**Information given:**
BEGIN
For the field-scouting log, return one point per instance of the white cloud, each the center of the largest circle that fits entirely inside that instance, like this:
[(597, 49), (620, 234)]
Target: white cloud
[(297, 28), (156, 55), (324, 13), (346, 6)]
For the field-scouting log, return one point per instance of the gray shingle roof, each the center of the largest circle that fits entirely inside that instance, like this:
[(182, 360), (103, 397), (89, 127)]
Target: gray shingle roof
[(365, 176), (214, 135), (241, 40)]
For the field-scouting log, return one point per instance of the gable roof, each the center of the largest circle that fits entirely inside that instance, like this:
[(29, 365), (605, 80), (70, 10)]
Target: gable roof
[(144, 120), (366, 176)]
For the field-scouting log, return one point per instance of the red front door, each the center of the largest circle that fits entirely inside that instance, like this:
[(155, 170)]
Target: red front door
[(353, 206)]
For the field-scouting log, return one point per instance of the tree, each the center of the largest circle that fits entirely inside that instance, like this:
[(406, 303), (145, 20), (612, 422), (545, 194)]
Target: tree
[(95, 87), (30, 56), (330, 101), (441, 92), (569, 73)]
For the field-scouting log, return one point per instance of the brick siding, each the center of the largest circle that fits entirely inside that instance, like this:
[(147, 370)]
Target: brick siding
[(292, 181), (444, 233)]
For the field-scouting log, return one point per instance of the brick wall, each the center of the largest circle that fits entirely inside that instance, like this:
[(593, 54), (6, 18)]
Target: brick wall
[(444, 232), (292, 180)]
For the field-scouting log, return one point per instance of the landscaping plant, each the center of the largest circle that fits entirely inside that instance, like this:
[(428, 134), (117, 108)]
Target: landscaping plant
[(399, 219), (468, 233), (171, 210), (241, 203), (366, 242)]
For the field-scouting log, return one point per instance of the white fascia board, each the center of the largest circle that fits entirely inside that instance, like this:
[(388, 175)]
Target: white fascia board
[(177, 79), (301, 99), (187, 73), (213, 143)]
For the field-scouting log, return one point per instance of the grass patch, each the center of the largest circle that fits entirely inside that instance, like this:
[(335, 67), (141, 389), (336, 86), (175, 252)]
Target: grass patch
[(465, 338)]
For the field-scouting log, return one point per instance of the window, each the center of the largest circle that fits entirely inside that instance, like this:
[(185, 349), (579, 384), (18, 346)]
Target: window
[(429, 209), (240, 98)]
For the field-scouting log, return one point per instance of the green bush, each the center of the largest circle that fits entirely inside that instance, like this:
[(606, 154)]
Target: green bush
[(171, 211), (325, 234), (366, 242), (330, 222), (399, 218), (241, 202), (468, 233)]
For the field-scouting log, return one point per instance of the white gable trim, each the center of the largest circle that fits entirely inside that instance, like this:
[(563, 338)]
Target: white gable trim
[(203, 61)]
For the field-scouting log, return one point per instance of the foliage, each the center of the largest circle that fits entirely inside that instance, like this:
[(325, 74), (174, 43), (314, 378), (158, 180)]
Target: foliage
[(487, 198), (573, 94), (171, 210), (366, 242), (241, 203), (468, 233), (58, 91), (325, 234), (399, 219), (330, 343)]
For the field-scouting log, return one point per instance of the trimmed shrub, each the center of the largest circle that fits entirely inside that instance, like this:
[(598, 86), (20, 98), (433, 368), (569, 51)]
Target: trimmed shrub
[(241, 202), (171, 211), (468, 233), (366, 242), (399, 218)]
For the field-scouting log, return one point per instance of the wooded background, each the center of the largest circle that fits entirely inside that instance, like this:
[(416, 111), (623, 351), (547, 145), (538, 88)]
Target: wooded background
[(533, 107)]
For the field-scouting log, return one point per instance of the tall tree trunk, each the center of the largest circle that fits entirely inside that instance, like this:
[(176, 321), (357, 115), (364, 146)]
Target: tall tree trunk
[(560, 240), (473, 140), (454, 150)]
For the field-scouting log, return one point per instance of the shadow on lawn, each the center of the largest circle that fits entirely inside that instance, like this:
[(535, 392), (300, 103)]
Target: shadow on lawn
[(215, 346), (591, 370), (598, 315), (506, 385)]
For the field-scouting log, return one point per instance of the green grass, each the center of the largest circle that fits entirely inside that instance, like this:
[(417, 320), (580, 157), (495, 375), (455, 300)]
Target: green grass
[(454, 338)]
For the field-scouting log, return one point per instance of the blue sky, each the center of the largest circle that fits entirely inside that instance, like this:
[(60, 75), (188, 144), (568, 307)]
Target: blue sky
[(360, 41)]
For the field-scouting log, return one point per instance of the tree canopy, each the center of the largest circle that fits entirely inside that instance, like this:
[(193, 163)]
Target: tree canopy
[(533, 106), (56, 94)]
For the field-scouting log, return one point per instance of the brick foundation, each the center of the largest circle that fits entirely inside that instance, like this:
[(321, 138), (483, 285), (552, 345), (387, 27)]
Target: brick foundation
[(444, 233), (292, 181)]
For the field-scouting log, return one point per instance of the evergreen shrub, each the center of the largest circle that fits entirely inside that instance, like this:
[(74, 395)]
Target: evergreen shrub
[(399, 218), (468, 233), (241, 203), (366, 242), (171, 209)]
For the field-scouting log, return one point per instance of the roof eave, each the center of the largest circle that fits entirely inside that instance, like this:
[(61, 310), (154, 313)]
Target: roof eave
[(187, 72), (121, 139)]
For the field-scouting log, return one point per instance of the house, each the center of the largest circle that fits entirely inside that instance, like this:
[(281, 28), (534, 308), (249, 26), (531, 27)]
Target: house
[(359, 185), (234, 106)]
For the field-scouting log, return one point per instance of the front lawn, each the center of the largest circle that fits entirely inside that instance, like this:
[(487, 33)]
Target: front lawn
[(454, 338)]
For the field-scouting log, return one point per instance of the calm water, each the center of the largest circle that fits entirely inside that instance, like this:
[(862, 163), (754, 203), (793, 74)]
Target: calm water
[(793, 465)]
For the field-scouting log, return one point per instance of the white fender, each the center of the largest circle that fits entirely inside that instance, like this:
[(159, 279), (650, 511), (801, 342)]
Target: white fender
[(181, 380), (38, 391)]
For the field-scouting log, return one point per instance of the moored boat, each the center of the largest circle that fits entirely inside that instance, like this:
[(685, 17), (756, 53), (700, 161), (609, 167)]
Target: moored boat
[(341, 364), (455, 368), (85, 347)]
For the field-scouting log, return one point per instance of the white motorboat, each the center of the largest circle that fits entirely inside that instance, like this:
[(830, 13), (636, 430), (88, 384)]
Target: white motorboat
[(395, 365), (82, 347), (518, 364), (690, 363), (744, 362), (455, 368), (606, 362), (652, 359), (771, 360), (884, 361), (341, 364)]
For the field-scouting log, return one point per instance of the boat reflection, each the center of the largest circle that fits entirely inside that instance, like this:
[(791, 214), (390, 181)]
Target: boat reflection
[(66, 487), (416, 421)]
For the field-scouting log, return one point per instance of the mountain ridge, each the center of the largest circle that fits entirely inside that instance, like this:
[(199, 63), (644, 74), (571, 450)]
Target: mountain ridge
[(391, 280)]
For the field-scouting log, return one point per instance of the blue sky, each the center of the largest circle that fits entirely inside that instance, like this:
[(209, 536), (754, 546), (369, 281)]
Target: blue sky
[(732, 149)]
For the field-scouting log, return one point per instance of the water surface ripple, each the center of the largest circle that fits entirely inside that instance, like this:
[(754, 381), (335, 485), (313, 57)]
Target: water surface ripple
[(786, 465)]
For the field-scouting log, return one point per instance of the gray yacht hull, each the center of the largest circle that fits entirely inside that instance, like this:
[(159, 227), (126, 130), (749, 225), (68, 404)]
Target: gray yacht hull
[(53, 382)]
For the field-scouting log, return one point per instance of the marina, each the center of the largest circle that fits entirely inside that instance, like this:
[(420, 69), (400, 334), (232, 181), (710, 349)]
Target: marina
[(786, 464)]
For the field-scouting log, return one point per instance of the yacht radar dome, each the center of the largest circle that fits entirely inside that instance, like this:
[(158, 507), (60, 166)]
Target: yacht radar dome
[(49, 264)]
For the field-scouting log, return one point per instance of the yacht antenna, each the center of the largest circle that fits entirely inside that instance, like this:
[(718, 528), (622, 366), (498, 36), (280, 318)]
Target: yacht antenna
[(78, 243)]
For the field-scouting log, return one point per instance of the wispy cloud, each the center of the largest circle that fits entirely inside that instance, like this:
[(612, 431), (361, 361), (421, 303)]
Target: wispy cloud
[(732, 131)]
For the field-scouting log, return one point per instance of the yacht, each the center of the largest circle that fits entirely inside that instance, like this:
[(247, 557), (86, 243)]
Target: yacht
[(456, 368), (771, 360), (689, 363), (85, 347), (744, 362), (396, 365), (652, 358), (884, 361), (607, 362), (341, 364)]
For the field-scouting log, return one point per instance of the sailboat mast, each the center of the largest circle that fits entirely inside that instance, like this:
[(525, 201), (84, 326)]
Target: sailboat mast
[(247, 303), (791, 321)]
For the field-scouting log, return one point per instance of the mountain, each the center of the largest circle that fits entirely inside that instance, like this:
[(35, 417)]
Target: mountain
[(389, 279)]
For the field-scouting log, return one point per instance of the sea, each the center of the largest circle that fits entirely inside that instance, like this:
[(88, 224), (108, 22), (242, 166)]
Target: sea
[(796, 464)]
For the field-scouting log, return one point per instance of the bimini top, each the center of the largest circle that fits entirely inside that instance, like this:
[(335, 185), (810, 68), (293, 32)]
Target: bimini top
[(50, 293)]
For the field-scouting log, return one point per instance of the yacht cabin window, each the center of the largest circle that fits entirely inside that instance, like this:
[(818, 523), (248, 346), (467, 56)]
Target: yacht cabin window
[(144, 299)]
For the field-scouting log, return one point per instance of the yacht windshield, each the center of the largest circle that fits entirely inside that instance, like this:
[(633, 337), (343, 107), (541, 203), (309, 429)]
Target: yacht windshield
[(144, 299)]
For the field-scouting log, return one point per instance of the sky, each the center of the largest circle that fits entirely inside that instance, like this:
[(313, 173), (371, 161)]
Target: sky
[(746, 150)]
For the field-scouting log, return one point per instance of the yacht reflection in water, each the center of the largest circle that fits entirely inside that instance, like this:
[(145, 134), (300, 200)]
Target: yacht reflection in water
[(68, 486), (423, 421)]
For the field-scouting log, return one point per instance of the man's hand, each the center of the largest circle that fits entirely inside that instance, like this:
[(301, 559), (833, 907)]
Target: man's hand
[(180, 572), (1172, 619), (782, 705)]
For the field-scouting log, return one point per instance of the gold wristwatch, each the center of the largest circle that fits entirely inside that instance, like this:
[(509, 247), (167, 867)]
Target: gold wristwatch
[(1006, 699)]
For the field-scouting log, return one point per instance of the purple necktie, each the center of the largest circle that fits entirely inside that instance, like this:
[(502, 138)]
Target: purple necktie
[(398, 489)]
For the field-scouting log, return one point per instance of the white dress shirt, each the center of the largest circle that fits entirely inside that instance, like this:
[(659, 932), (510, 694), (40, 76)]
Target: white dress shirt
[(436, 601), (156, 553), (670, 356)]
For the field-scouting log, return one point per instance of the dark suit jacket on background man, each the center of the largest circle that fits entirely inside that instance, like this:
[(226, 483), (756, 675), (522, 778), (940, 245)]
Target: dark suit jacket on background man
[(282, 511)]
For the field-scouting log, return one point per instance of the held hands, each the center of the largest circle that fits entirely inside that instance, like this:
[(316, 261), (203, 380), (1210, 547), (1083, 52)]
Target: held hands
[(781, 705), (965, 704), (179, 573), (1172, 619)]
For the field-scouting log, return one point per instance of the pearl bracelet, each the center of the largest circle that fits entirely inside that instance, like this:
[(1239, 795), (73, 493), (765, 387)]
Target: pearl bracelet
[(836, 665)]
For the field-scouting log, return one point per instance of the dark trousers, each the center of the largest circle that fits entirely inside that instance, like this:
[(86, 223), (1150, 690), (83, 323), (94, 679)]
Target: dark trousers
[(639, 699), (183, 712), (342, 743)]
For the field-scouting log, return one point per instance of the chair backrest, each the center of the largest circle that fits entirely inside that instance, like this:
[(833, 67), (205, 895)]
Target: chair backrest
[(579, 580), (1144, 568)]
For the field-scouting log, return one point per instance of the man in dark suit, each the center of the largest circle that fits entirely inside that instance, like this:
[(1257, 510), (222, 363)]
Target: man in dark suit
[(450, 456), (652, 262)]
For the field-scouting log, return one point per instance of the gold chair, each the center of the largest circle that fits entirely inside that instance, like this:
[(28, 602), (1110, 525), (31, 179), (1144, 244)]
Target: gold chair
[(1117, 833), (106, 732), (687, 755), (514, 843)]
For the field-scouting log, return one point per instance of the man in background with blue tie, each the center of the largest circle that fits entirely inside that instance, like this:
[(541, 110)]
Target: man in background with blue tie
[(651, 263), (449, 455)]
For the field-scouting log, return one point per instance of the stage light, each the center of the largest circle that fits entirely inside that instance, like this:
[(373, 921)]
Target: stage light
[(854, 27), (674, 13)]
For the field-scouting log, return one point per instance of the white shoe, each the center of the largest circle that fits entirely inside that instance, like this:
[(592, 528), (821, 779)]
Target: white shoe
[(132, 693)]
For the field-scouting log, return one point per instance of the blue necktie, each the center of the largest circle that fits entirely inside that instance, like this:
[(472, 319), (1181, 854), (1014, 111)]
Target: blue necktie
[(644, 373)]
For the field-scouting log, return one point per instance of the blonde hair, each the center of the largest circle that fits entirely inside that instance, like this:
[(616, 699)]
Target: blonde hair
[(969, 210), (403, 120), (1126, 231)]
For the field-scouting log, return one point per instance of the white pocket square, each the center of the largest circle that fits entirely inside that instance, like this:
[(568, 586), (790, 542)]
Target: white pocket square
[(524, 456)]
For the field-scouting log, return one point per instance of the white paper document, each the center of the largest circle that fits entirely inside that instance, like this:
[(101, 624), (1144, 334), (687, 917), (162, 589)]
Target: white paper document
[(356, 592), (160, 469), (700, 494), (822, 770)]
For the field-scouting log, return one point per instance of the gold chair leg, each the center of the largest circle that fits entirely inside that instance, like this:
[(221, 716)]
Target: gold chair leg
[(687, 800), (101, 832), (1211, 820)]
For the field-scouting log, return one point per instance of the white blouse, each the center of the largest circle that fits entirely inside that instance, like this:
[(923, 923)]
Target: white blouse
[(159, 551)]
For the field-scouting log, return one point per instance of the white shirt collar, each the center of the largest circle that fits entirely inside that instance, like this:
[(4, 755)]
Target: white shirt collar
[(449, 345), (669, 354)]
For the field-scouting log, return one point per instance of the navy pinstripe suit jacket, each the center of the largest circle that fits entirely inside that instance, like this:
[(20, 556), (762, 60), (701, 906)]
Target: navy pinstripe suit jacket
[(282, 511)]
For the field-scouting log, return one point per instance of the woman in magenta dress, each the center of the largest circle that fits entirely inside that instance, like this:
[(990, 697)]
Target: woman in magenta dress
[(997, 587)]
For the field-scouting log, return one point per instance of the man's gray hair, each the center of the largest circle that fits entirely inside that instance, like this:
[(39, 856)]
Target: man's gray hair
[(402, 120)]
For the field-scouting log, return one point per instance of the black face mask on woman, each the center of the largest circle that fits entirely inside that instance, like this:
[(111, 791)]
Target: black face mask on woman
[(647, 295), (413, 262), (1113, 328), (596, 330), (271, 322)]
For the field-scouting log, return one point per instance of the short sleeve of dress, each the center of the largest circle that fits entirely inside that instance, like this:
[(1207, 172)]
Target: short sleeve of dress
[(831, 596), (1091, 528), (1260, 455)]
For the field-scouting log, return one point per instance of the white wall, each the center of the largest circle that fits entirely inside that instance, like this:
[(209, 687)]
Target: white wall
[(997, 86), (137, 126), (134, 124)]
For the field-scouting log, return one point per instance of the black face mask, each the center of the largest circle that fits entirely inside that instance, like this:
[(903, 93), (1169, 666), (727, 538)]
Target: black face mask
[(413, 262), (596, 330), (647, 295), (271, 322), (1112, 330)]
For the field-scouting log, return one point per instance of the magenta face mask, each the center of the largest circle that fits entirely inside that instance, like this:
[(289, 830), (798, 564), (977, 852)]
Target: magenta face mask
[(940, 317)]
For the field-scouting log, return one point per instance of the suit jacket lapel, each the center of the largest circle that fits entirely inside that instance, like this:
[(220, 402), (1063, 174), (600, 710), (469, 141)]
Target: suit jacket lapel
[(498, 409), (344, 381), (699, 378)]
END
**What the exercise asks:**
Retype the records from the line containing "of the magenta" through the end of the records, reproducing each line exactly.

**Written response:**
For the field-scouting log, return one point per instance of the magenta face mask, each the center of the largest circle that fits entirely inside that instance, like this:
[(289, 830), (798, 564), (977, 852)]
Target: magenta face mask
[(940, 317)]
For the field-scouting log, return one point per instance of the suit jacket lapel, each the center of the largest circle that fits entirely inside that instance, like this:
[(220, 402), (1063, 174), (600, 710), (469, 141)]
Target: suit jacket lapel
[(498, 409), (344, 381), (699, 378)]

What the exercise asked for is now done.